> **Passage shown**:
- Opening Delimiter -
Wondering about the validity of the Bible? There are 66 books of the Bible. They were written on 3 continents, in 3 languages, by 40 different people over a period of 1500 years, on the most controversial subjects, by authors whose education and background varied greatly (kings, shepherds, scientists, attorneys, a tax collector, an army general, fishermen, priests, and a physician). There are no contradictions between them!

Need some help remembering? The Old Testament has 39 books. How can you remember that? There are 3 letters in Old; 9 letters in Testament. 3 and 9 is 39! The New Testament has 27 books. How can you remember that? There are 3 letters in New, 9 letters in Testament. 3 times 9 equals 27!

God called both Adam and Eve, “Adam”. (Genesis 5:2). This is the Law of coverture, and the reason why women take their husbands’ name. They are considered “one flesh” (Matthew 19:5-6, Mark.10:8, Ephesians 5:31).

Tattoos are forbidden (Leviticus 19:28).

What did Jesus eat? Clean Meats – Jesus ate Lamb at the Passover supper. (Luke 22:15). Fish – Jesus fed thousands of people with fish. (Matthew 14:19). Eggs – Jesus called eggs “good” (Luke 11:12,13). Butter – Jesus ate butter and honey (Isaiah 7:15).

The oldest book in scripture, the book of Job, records people sprinkling salt on eggs. Job 6:6, “Can that which is unsavoury be eaten without salt? or is there any taste in the white of an egg?”
- Closing Delimiter -
Carry on the Bible facts piece above, starting right after its last sentence. The items after this have nothing to do with the Bible facts piece.

> **Records**:
- Opening Delimiter -
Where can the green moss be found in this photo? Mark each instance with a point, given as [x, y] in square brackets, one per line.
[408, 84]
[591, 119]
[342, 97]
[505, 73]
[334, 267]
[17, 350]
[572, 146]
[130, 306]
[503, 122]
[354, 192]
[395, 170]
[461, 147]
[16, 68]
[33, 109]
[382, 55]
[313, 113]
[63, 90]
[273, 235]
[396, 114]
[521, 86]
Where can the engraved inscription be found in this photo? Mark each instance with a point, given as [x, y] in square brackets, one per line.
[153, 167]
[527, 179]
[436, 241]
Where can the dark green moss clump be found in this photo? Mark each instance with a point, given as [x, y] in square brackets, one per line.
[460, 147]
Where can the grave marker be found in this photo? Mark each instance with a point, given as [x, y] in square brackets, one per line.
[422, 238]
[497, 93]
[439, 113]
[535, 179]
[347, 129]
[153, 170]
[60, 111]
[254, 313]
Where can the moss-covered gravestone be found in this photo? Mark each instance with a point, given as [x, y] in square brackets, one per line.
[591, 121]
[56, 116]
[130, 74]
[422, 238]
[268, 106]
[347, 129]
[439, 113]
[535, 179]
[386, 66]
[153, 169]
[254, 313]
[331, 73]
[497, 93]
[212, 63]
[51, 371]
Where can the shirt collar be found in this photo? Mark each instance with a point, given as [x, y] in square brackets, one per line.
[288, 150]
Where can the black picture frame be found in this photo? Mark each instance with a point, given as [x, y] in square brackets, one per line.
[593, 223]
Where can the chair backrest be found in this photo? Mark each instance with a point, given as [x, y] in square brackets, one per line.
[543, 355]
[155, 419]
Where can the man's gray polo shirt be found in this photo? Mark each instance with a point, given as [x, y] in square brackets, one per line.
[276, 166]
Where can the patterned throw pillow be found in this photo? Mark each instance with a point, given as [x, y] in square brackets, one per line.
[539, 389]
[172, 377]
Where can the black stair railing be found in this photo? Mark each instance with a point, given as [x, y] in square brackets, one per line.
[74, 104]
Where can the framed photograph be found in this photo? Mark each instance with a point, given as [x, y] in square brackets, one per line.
- Closing Delimiter -
> **Reply to the exercise**:
Seriously? The apostle Peter fished naked (John 21:7). Saul “stripped off his clothes also, and prophesied before Samuel” (1 Samuel 19:24). Isaiah “walked naked and barefoot for three years” (Isa.20:2-4).

Paul was a tentmaker (Acts 18:3) and Jesus was a carpenter (Mark 6:3).

Jesus taught the apostles to only preach to Jews (Matthew 10:5-6). It wasn’t until many years after his death that they were commanded to preach to the Gentiles as well (Acts 11:30; 14:27, Romans 1:6). The apostles explain why in Acts 13:46,47.

Nicely said. Adam and Eve attempted to cover their nakedness with fig leaves which represented their own works to cover their sin (Genesis 3:7). But God demonstrated acceptable sacrifice by covering Adam and Eve with the skin of an innocent animal (Genesis 3:21). Because without the shedding of blood, there is no remission for sin (Numbers 35:33, Hebrews 9:22).

The earth was created in six days. However, the third day completed the fundamentals of creation work, and the fourth, fifth, and sixth days are the counterpart and repetition of the first, second, and third days, and correspond respectively.

1st day – God divides light from darkness 4th day – God makes lights in the heaven (Sun, moon, stars)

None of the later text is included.